Textblock:
★ ★ ★ ★ ★
An meinen Vater
Du warst mir nicht in allem ein Vorbild.
Aber für manches bin ich dir von Herzen dankbar und werde es nie vergessen.
Deinen Humor, deine Lebensfreude – davon hast du mir viel mit auf den Weg gegeben.
Dass du schwerhörig warst, ist mir erst spät bewusst geworden.
Anders kannte ich dich nicht.
Als ich Mitte der 60er Jahre als deine jüngste Tochter das Licht der Welt erblickte, hattest du dich schon fast 50 Jahre lang einohrig mit dem Leben arrangiert.
Was war eigentlich der Grund dafür, dass du zwar zwei Ohren an deinem Kopf hattest, aber nur eines den Dienst versah, der von ihm zu erwarten war?
★ ★ ★ ★ ★
Extrahierte Daten:
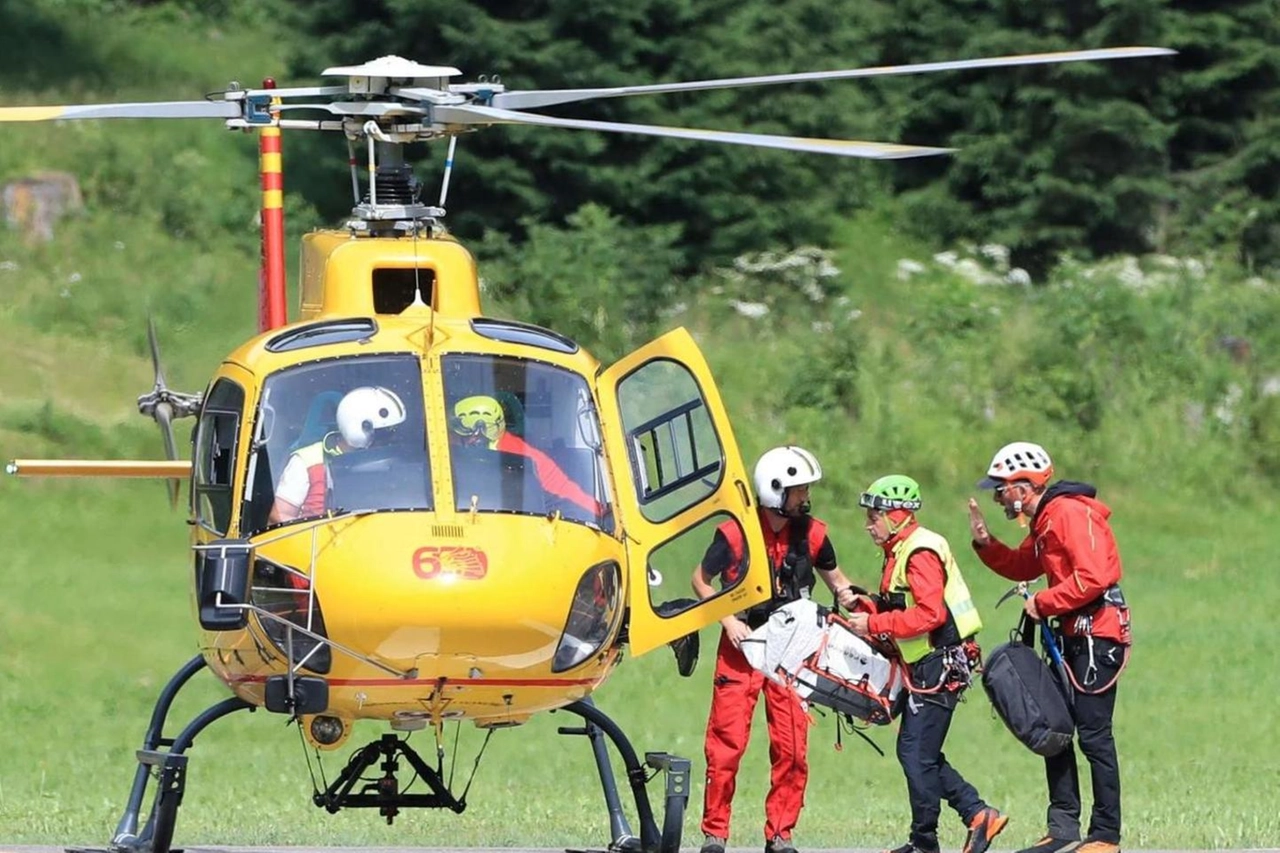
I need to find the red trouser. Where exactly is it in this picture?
[703,633,809,840]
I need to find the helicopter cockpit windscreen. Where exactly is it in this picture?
[243,356,433,533]
[442,355,613,532]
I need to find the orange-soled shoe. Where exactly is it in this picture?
[1075,840,1120,853]
[698,835,728,853]
[961,806,1009,853]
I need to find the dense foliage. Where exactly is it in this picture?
[277,0,1280,273]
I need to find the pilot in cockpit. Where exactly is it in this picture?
[268,386,404,524]
[451,394,604,519]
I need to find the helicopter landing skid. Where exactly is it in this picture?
[312,734,467,825]
[67,654,256,853]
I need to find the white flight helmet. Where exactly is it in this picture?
[978,442,1053,489]
[751,446,822,510]
[338,386,404,448]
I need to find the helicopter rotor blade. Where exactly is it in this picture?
[433,106,954,160]
[492,47,1178,109]
[147,314,173,389]
[151,402,178,508]
[0,101,242,122]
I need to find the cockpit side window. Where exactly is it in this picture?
[442,355,613,532]
[243,355,433,533]
[192,378,244,534]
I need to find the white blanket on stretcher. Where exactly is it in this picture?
[742,598,904,704]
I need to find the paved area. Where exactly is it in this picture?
[0,844,1280,853]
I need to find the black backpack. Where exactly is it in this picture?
[982,616,1075,757]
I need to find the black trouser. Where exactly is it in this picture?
[897,661,987,850]
[1044,638,1125,844]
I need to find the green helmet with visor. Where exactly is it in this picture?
[858,474,920,512]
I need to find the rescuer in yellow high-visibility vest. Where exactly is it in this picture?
[849,474,1009,853]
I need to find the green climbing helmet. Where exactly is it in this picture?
[858,474,920,512]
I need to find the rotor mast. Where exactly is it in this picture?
[257,77,288,332]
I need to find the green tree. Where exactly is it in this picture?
[1166,0,1280,266]
[874,0,1171,274]
[477,205,680,362]
[280,0,883,266]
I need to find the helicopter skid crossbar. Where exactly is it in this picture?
[312,734,467,824]
[67,654,255,853]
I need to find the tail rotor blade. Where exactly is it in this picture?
[154,402,178,508]
[147,314,172,389]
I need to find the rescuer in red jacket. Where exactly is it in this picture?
[969,442,1130,853]
[692,447,855,853]
[849,474,1009,853]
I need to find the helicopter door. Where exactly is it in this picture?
[598,328,769,654]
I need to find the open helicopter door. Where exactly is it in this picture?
[598,328,771,654]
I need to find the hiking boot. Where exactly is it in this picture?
[667,631,699,679]
[960,806,1008,853]
[764,835,796,853]
[699,835,728,853]
[1018,835,1080,853]
[883,843,938,853]
[1075,839,1120,853]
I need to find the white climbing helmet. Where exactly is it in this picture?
[978,442,1053,489]
[338,386,404,448]
[751,446,822,510]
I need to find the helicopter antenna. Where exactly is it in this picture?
[439,136,458,210]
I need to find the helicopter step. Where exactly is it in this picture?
[558,698,690,853]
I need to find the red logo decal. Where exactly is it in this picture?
[413,546,489,580]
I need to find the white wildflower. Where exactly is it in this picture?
[1005,266,1032,287]
[897,257,924,282]
[979,243,1009,269]
[728,300,769,320]
[955,257,1000,284]
[1213,384,1244,427]
[1116,255,1147,288]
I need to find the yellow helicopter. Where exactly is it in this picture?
[0,47,1171,853]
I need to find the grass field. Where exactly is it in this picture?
[0,446,1280,848]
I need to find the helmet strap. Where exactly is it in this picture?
[778,485,813,519]
[884,510,915,537]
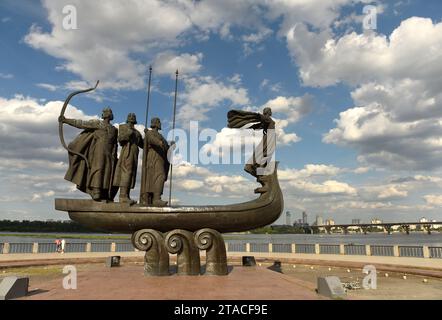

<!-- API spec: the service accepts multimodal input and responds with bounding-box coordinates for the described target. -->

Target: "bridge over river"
[311,221,442,234]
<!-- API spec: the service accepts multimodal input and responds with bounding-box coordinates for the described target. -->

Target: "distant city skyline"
[0,0,442,224]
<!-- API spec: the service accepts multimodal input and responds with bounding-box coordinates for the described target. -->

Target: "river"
[0,232,442,247]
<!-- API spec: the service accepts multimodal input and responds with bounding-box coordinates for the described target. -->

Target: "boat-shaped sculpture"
[55,79,284,276]
[55,166,283,233]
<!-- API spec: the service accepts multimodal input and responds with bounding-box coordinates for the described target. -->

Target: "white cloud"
[36,83,59,91]
[25,0,191,89]
[288,180,357,196]
[0,96,96,165]
[261,94,313,123]
[153,51,203,76]
[424,194,442,207]
[304,17,442,170]
[24,0,366,90]
[177,76,250,123]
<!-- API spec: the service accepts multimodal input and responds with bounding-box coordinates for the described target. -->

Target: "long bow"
[58,80,100,169]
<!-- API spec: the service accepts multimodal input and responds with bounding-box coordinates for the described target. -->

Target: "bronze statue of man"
[59,108,118,201]
[142,118,174,207]
[227,107,276,186]
[113,113,143,204]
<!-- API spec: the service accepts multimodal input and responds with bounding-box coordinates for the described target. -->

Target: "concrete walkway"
[23,265,325,301]
[0,252,442,278]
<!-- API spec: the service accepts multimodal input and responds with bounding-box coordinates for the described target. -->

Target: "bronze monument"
[141,118,170,207]
[113,113,143,204]
[55,78,283,276]
[59,83,118,201]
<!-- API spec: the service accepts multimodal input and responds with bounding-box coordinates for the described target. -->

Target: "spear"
[140,66,152,205]
[169,70,178,206]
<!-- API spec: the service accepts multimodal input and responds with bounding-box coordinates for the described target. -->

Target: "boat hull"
[55,169,283,233]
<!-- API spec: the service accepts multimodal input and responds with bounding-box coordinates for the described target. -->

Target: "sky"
[0,0,442,223]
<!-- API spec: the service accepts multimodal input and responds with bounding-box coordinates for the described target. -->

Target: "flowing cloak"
[113,124,143,189]
[227,110,276,175]
[143,130,170,195]
[64,120,118,194]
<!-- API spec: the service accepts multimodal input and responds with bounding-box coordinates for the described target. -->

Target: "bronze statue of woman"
[227,107,276,193]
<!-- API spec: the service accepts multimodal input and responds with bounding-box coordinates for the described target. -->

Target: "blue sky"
[0,0,442,222]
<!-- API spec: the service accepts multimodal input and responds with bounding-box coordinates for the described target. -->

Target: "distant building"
[302,211,308,224]
[285,211,292,226]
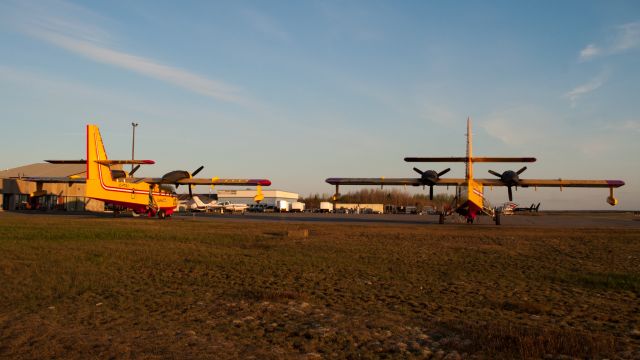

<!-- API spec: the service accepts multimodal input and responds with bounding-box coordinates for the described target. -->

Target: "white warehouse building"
[218,190,299,206]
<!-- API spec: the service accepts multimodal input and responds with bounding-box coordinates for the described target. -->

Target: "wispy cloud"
[243,9,291,42]
[607,120,640,133]
[578,21,640,61]
[564,70,608,107]
[580,44,602,60]
[5,1,249,105]
[478,105,557,147]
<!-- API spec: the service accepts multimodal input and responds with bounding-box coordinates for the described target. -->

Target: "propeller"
[413,167,451,200]
[489,166,527,201]
[189,165,204,198]
[129,165,140,177]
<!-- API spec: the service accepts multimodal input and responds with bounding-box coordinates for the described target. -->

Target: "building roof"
[0,163,87,179]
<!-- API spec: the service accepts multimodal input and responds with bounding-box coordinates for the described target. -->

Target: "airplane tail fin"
[87,124,112,188]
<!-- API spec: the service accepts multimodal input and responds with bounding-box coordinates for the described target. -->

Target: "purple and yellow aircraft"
[22,125,271,218]
[326,119,624,225]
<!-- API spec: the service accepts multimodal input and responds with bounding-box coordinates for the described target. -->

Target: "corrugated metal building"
[0,163,104,211]
[218,190,300,206]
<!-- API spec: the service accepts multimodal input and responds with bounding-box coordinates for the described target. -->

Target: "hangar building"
[218,190,300,206]
[0,163,104,211]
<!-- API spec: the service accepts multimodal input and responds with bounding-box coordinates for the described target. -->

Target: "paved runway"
[174,212,640,229]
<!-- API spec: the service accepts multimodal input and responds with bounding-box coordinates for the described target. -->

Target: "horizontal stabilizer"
[404,156,536,162]
[45,159,87,164]
[96,160,156,165]
[11,176,87,184]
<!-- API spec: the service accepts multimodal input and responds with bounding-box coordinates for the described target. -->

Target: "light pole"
[131,122,138,171]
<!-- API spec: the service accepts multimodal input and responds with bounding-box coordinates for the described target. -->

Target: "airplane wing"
[474,179,624,188]
[141,178,271,186]
[96,160,156,165]
[404,156,536,162]
[11,176,87,184]
[326,177,465,186]
[45,159,87,164]
[45,159,156,165]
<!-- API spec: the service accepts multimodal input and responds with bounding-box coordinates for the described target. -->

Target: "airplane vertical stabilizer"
[85,124,113,199]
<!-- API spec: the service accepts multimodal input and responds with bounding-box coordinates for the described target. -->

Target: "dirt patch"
[0,213,640,359]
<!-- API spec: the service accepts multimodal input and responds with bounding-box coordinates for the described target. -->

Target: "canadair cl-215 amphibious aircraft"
[326,119,624,225]
[16,125,271,218]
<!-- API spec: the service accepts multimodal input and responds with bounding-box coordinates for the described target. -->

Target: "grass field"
[0,213,640,359]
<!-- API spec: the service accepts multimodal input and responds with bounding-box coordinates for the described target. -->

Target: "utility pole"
[131,122,138,171]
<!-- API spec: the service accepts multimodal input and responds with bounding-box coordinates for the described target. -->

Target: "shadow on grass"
[556,273,640,295]
[440,320,617,359]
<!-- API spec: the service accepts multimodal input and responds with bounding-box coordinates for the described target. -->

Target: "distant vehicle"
[513,203,540,212]
[189,195,218,211]
[422,206,438,215]
[290,201,304,212]
[211,201,249,213]
[319,201,333,213]
[276,200,290,212]
[496,202,518,215]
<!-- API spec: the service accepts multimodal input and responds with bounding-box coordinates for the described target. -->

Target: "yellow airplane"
[22,125,271,219]
[326,119,624,225]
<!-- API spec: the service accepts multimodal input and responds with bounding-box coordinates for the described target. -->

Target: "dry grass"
[0,213,640,359]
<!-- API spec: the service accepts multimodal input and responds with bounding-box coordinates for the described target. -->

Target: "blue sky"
[0,0,640,209]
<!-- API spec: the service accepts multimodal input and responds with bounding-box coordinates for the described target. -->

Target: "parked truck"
[320,201,333,212]
[291,201,304,212]
[276,200,290,212]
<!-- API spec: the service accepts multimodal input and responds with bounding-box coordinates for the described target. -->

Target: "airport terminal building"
[0,163,299,212]
[0,163,104,211]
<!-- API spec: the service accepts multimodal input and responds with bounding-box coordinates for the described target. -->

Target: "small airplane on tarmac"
[22,125,271,219]
[212,201,249,214]
[326,118,624,225]
[189,195,218,211]
[513,203,540,212]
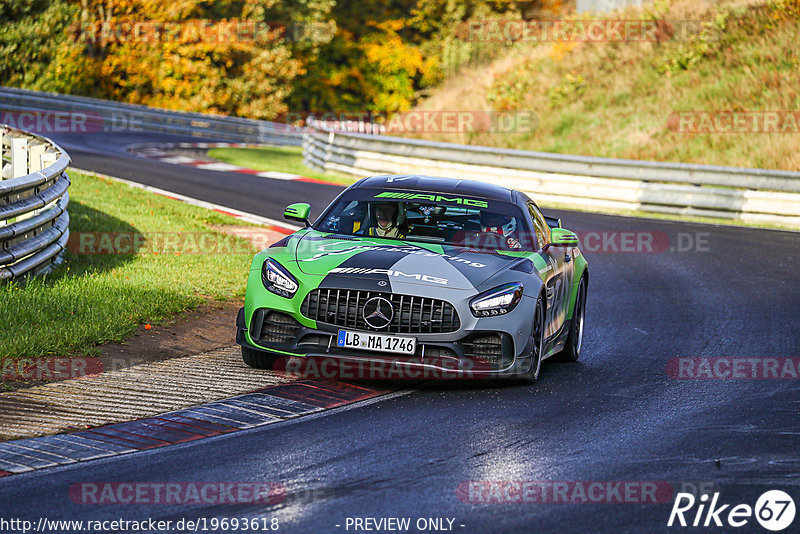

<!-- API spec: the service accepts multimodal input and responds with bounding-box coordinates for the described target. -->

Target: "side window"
[528,202,550,248]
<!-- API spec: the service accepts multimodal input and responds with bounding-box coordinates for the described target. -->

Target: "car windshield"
[314,189,535,251]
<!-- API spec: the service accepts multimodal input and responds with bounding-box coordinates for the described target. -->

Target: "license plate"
[336,330,417,354]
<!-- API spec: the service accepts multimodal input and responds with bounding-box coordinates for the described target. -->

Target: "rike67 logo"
[667,490,795,532]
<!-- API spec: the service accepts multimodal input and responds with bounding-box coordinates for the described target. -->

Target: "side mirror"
[283,202,311,228]
[542,228,580,250]
[544,215,561,228]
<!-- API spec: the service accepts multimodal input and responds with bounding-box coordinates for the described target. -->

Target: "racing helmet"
[370,202,406,227]
[481,211,517,237]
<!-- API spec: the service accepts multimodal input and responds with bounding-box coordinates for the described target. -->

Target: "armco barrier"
[303,121,800,228]
[0,87,303,145]
[0,124,70,281]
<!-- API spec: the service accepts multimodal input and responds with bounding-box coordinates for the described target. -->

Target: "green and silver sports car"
[236,175,589,380]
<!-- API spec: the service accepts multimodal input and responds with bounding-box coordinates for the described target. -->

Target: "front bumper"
[236,308,530,377]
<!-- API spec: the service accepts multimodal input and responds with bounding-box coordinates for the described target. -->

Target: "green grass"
[416,0,800,171]
[208,146,356,185]
[0,171,255,358]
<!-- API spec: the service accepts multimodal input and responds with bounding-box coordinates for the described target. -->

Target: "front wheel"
[557,278,586,362]
[242,347,278,369]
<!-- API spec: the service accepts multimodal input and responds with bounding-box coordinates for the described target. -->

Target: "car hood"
[295,231,523,291]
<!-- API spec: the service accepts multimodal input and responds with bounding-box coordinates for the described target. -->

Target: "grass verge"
[0,171,255,358]
[208,146,357,185]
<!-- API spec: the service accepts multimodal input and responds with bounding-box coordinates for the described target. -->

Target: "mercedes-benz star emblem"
[361,297,394,330]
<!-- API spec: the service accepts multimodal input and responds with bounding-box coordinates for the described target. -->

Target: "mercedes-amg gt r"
[236,175,589,381]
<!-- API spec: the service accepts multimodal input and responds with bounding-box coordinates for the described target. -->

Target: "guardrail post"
[28,141,44,174]
[9,137,28,178]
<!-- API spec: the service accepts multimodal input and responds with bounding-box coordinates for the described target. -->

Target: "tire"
[556,277,586,362]
[523,295,545,384]
[241,347,278,369]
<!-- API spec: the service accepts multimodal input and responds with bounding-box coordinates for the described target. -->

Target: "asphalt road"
[0,132,800,533]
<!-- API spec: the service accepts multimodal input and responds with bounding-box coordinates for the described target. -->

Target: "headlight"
[261,258,299,299]
[469,283,522,317]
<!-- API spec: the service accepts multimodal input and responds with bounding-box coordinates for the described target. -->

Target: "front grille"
[250,309,302,343]
[300,289,461,334]
[461,334,503,364]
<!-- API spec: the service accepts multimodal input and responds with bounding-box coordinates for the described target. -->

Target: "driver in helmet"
[367,202,405,238]
[481,211,522,249]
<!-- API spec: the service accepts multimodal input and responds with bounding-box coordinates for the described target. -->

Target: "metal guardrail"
[0,124,70,281]
[0,87,302,146]
[303,121,800,228]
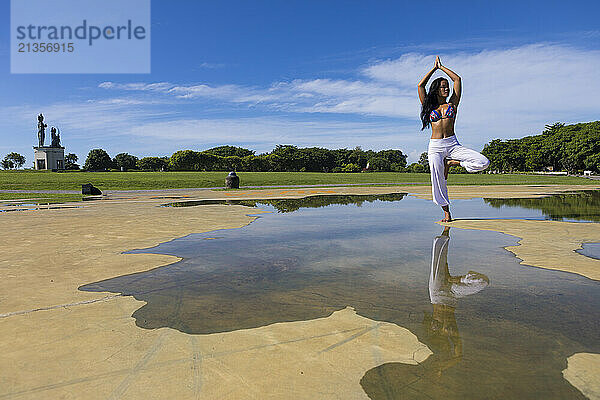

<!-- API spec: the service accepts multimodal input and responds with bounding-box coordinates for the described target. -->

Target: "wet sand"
[0,186,600,399]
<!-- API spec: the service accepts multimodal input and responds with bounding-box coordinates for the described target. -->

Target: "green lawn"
[0,193,84,204]
[0,170,598,191]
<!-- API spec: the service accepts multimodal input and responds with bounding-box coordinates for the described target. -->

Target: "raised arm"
[438,61,462,107]
[417,57,438,104]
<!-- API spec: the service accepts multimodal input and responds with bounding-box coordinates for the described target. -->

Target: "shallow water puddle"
[81,194,600,399]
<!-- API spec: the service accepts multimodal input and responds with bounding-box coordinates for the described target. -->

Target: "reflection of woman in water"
[418,57,490,222]
[423,227,489,374]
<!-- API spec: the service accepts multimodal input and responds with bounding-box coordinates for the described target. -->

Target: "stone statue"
[38,113,48,147]
[50,127,60,147]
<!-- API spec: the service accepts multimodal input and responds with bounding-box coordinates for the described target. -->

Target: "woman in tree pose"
[418,57,490,222]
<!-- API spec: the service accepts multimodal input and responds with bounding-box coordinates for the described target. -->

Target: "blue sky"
[0,0,600,166]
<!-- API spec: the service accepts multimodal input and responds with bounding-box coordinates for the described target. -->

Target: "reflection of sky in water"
[82,193,600,398]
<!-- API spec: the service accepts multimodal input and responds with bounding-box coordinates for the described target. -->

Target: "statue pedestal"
[33,146,65,170]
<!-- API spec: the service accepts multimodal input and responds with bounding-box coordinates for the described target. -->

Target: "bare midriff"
[431,106,455,139]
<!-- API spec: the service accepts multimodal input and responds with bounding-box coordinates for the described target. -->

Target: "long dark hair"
[421,77,448,130]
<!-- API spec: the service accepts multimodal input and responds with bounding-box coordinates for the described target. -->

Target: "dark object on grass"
[225,171,240,189]
[81,183,102,195]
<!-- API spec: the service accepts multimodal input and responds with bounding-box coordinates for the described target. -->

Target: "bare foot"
[440,206,453,222]
[440,213,454,222]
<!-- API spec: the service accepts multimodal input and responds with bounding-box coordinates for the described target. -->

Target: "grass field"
[0,170,598,192]
[0,193,84,204]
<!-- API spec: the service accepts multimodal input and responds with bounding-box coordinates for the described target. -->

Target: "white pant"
[427,135,490,206]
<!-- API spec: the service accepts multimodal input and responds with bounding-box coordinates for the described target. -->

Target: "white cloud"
[5,43,600,166]
[95,43,600,139]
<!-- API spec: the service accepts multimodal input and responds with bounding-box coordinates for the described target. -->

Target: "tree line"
[482,121,600,174]
[83,145,407,172]
[0,121,600,173]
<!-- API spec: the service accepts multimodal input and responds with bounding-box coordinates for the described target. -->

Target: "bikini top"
[429,103,456,122]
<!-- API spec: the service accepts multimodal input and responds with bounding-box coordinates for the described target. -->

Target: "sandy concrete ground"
[563,353,600,400]
[0,186,600,399]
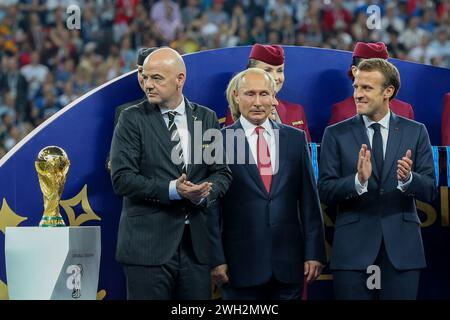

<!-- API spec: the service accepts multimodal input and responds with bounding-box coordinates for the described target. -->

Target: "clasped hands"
[176,173,212,204]
[358,144,413,184]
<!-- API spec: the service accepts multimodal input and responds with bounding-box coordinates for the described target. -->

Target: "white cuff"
[355,173,369,196]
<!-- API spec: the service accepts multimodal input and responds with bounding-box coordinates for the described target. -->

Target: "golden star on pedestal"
[59,184,102,227]
[0,198,28,234]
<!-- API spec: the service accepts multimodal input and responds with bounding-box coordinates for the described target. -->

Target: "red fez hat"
[353,42,389,60]
[248,43,284,66]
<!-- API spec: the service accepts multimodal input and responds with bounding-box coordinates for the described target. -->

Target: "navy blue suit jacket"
[318,112,436,270]
[211,121,326,287]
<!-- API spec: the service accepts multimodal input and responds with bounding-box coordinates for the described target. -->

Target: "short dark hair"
[357,58,400,101]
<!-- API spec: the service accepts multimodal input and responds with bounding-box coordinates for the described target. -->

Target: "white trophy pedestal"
[5,226,101,300]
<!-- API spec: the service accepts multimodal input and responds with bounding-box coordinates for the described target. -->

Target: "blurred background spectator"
[0,0,450,158]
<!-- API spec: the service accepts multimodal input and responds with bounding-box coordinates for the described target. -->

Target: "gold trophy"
[34,146,70,227]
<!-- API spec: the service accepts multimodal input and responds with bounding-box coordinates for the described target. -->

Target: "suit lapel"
[381,111,403,182]
[146,102,180,176]
[352,114,381,180]
[268,121,288,195]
★ ★ ★ ★ ★
Zu bearbeiten:
(1) Wie lautet dieser Satz aus dem Brief an den Vater auf Englisch: „Deinen Humor, deine Lebensfreude – davon hast du mir viel mit auf den Weg gegeben.“?
(2) Führe den Brief an den Vater im Anschluss an seinen letzten Satz fort.

Lösungen:
(1) Your humor, your zest for life – you gave me a great deal of that to take with me on my way.

(2)
Ich habe dich nie gefragt.
Wahrscheinlich wusstest du es selbst nicht.
Eine Kinderkrankheit? Eine Mittelohrentzündung? Eine Hirnhautentzündung?
Früher hat niemand danach gefragt.
In der Schule musstest du vorn in der ersten Bank sitzen – als Protestant in einer erzkatholischen Umgebung.
„Die sind so schwarz, die werfen noch im Kohlenkeller Schatten!“
Lachend hast du gern Geschichten aus deiner Kindheit im Emsland erzählt.
Von der strengen Lehrerin, die dich so manches Mal nachsitzen ließ, weil du angeblich mal wieder nicht aufgepasst hattest.
Ich brauche nicht viel Phantasie, um mir vorzustellen, dass sie nicht immer ganz falsch lag.
Auch als Kind hattest du es wahrscheinlich schon faustdick hinter den Ohren.
Aber es hat dich wahrscheinlich auch mehr als einmal haarsträubend ungerecht erwischt.
Weil du nicht gehört hast, was die Lehrerin gefragt hat.
Weil du nicht hören konntest, was die Lehrerin mit ihrer hysterischen Pieps-Stimme gefragt hat.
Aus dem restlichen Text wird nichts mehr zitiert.